Passage for review.
···

As I’m writing this post, the federal government appears to be hurtling toward a shutdown, largely because Democrats and Republicans have been unable to come up with a deal on immigration. [Update: It’s official.] Unfortunately, this means that funding for the critical Children’s Health Insurance Program is once again stuck in limbo, as the GOP has decided to hold the program hostage as part of its negotiation strategy, hoping that they can convince the public that Chuck Schumer and Nancy Pelosi are putting the needs of undocumented immigrants over those of kids.
The situation is both immoral and absurd. About 9 million typically lower-income children rely on CHIP for their health coverage. At the moment, the program is operating on a temporary appropriation that expires in March, and several states could run out of funding before then, in which case, children could start losing their insurance. Nobody thinks that would be a positive outcome. Meanwhile, the Congressional Budget Office believes that reauthorizing CHIP for a full 10 years would actually reduce the deficit by a few billion dollars, meaning there’s no need to even negotiate over how to offset its cost. There is not a single good reason why Congress shouldn’t simply pass a clean bill renewing the law for a good, long time—except that the GOP has decided to use it as a political bludgeon.
Hopefully, this whole grotesque episode will be resolved before kids start getting booted off their health plans. But in the meantime, Democrats should think about how to make sure it never happens again once they eventually retake power. Whenever the party takes power in Washington again, it needs to take steps to guarantee that CHIP, and other essential pieces of the safety net like food stamps, can keep running on autopilot without an occasional reset from Congress, the way, for instance, Medicare payments or Social Security checks keep rolling out pretty much no matter how things break down in Washington. That’s the only way to prevent the GOP from either sabotaging the programs, or turning them into bargaining chips (no pun intended).
The idea behind requiring Congress to reauthorize major social programs every so many years is that it gives lawmakers an impetus to examine what’s working about them, what isn’t, and then pass reforms as necessary. “If you set things and forget them, you reduce some of Congress’ incentive to kind of revisit the programs and give them the scrutiny that you might want to give them,” Molly Reynolds, a Brookings fellow who focuses on governance studies, told me. But that assumes we have a functioning Congress where both major parties are interested in making constructive policy changes in a somewhat bipartisan manner. Suffice to say, that does not describe Capitol Hill in 2018, where Republicans are dominated by a tribe of anti-tax, anti-government nihilists. We have one party that would like to keep the government running and another that wants to burn the whole thing down.

···

Problems to work on.
A. In the article on CHIP funding, about how many children depend on the program for their health coverage?
B. Write the next part of the article on CHIP funding, picking up after its last sentence.
The data that comes next is from a different source.

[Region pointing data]
···

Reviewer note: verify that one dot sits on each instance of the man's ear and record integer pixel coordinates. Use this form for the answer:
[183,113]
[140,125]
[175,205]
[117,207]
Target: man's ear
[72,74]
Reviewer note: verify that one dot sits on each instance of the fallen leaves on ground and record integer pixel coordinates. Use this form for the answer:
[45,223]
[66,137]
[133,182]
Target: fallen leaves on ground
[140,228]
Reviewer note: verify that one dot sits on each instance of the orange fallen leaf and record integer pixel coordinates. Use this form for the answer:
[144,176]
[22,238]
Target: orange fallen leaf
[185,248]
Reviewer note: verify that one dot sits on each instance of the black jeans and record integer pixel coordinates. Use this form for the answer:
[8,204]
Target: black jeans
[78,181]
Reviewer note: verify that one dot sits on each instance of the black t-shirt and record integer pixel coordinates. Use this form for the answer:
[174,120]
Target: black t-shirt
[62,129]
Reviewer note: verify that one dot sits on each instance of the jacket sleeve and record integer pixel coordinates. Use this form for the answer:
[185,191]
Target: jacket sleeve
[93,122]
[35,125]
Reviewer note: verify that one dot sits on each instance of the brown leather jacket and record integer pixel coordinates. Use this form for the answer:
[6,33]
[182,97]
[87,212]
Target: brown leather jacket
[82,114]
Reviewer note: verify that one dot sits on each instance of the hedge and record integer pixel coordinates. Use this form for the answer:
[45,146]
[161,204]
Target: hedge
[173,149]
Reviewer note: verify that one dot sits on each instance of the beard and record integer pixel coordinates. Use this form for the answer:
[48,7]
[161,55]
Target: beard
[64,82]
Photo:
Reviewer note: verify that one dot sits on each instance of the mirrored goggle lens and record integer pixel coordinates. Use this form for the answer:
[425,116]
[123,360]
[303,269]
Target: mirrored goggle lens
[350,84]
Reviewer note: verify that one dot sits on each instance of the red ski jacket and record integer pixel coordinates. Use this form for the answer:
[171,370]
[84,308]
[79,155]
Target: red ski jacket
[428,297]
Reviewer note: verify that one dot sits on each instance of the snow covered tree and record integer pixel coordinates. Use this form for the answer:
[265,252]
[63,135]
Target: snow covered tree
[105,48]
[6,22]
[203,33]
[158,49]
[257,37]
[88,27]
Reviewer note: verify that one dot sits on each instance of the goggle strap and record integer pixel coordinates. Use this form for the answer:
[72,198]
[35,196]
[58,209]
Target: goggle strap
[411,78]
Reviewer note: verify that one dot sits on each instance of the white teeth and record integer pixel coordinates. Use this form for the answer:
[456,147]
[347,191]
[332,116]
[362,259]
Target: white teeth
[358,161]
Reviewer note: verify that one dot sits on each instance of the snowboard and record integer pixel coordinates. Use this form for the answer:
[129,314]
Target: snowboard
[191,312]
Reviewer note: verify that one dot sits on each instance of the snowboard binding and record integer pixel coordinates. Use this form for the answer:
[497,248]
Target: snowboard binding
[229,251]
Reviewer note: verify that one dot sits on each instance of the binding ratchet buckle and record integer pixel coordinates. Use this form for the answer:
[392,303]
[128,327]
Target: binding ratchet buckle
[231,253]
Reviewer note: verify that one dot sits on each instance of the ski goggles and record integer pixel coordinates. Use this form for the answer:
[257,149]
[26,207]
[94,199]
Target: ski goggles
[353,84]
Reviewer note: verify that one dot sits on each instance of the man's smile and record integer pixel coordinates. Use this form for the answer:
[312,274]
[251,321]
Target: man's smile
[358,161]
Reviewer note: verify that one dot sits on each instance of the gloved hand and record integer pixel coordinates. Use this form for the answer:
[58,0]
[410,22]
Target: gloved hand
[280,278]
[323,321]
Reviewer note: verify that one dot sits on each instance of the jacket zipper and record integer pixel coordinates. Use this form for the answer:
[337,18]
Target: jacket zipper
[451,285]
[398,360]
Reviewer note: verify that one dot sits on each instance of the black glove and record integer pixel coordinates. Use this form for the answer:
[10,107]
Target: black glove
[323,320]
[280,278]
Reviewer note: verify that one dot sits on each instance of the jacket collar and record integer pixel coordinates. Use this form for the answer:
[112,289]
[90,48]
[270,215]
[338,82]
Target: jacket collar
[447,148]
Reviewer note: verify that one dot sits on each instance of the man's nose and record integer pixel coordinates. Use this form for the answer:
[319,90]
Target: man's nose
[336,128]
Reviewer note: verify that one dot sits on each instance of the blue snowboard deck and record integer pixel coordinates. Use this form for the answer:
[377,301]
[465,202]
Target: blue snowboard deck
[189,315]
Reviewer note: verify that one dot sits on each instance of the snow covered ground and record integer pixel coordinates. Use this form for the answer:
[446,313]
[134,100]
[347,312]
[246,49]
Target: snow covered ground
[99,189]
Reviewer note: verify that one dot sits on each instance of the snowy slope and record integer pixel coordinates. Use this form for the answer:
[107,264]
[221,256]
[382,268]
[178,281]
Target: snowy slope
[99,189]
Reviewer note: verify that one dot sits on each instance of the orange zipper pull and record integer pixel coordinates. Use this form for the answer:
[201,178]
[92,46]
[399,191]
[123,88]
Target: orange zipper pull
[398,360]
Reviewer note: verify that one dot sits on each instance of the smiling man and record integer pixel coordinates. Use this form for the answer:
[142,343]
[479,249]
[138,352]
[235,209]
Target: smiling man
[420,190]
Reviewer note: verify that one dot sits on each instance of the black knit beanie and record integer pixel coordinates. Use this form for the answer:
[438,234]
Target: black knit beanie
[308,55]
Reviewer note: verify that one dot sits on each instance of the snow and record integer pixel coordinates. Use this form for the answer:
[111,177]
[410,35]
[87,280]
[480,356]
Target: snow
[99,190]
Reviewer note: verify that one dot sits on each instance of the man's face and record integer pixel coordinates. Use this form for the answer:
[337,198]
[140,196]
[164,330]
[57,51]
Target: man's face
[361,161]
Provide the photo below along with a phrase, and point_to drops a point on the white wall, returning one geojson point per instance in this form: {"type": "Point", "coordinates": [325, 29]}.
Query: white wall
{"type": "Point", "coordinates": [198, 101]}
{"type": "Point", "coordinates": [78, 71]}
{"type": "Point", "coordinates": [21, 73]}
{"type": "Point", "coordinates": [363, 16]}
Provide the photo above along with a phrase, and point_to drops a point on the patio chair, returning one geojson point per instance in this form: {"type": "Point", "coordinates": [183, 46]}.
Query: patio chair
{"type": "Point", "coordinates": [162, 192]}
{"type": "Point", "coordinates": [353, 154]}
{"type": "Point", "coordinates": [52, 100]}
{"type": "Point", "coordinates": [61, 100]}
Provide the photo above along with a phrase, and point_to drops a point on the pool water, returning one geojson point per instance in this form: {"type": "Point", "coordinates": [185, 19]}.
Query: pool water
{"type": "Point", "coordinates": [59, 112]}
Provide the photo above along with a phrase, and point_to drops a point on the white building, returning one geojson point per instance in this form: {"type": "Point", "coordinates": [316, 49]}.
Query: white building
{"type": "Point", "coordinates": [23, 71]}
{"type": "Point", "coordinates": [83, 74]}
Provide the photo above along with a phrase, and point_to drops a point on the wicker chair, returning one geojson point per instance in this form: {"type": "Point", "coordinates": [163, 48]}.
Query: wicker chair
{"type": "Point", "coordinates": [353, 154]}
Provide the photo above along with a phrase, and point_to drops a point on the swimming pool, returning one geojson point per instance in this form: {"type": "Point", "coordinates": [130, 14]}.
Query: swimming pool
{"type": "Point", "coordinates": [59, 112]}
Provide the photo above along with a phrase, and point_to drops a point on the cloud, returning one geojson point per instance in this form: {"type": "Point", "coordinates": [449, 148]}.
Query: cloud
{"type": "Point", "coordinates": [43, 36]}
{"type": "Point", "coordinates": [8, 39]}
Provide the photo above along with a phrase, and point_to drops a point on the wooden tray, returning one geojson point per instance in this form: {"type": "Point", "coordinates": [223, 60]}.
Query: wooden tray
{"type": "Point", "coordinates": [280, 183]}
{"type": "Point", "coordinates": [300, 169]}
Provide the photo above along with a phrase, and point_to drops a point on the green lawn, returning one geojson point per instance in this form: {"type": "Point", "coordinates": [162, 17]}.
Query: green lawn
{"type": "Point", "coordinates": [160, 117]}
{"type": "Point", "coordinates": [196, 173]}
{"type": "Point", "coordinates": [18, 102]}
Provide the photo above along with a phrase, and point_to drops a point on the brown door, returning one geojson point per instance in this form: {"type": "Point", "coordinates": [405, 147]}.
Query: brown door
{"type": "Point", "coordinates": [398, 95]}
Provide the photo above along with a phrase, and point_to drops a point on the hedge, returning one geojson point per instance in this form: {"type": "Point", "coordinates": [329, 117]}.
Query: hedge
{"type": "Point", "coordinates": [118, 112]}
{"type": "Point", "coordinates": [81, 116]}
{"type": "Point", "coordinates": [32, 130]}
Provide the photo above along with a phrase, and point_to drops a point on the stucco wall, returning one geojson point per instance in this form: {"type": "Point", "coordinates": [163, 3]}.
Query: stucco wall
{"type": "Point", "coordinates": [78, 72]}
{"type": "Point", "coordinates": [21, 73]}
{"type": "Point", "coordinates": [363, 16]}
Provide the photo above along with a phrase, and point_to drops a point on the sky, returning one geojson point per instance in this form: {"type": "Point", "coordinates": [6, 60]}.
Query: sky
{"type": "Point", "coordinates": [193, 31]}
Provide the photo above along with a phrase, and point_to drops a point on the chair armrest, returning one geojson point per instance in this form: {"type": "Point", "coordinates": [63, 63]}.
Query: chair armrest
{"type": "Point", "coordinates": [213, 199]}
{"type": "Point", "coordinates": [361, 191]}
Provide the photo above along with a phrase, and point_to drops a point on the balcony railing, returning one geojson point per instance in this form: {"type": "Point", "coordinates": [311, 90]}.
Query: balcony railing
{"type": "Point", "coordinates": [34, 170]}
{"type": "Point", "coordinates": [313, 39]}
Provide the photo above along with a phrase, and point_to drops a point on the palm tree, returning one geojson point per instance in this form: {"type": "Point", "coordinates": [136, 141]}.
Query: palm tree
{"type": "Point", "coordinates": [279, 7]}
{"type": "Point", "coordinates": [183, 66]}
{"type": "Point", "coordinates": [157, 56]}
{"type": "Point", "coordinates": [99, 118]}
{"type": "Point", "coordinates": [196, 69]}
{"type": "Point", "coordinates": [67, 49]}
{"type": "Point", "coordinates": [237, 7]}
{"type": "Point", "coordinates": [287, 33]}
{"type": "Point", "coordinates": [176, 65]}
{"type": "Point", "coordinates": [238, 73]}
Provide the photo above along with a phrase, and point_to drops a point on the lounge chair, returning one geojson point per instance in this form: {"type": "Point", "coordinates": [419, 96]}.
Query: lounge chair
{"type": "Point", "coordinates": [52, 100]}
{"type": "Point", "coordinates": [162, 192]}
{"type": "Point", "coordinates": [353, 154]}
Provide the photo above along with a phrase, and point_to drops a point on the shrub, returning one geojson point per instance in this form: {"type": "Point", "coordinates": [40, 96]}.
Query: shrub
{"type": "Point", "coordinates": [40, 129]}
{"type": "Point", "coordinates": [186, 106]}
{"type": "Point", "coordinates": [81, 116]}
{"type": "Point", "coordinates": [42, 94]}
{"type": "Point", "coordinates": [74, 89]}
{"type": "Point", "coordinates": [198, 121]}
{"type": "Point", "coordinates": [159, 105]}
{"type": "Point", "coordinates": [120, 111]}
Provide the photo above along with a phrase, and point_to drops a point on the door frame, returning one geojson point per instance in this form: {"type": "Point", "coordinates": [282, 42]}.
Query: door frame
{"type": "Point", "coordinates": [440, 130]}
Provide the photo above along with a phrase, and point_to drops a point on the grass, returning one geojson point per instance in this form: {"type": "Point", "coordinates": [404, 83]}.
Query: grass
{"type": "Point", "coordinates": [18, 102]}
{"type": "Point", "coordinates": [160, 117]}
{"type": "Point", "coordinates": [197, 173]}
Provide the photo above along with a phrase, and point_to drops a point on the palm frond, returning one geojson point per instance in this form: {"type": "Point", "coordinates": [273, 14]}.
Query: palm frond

···

Replies.
A. About 9 million, typically lower-income children.

B.
The need to reauthorize or regularly appropriate new funding for key programs gives the arsonists a built-in advantage. Remember when Donald Trump tried to sabotage the Affordable Care Act by halting some key subsidy payments to insurers? He was able to do that because Republicans refused to appropriate money for those subsidies, as Obamacare required. If Democrats had just properly set the subsidies to get paid out automatically, that wouldn’t have been a problem. When food stamps came up for reauthorization (along with the rest of the farm bill) in 2014, Republicans forced president Obama to swallow an $8.7 billion cut to the program, costing hundreds of thousands of families much needed assistance. (It’s worrisome that food stamps are coming up for renewal once again this year, just as Republicans like Paul Ryan are promising big cuts to the welfare state.) It would be easier to defend these programs, or keep ones like CHIP from being taken as political prisoners, if their funding was set to run indefinitely based on a formula, the way Social Security Disability Insurance works, for instance.
There is nothing sacred about the way Congress funds various federal programs. Lawmakers have legislated spending in different ways at different times, depending on the needs of that particular era. Right now, with partisan rancor and bad faith ruling the day, the government would work far better if, on programs that people depend on for essentials like food and health care, we could just set it and forget it.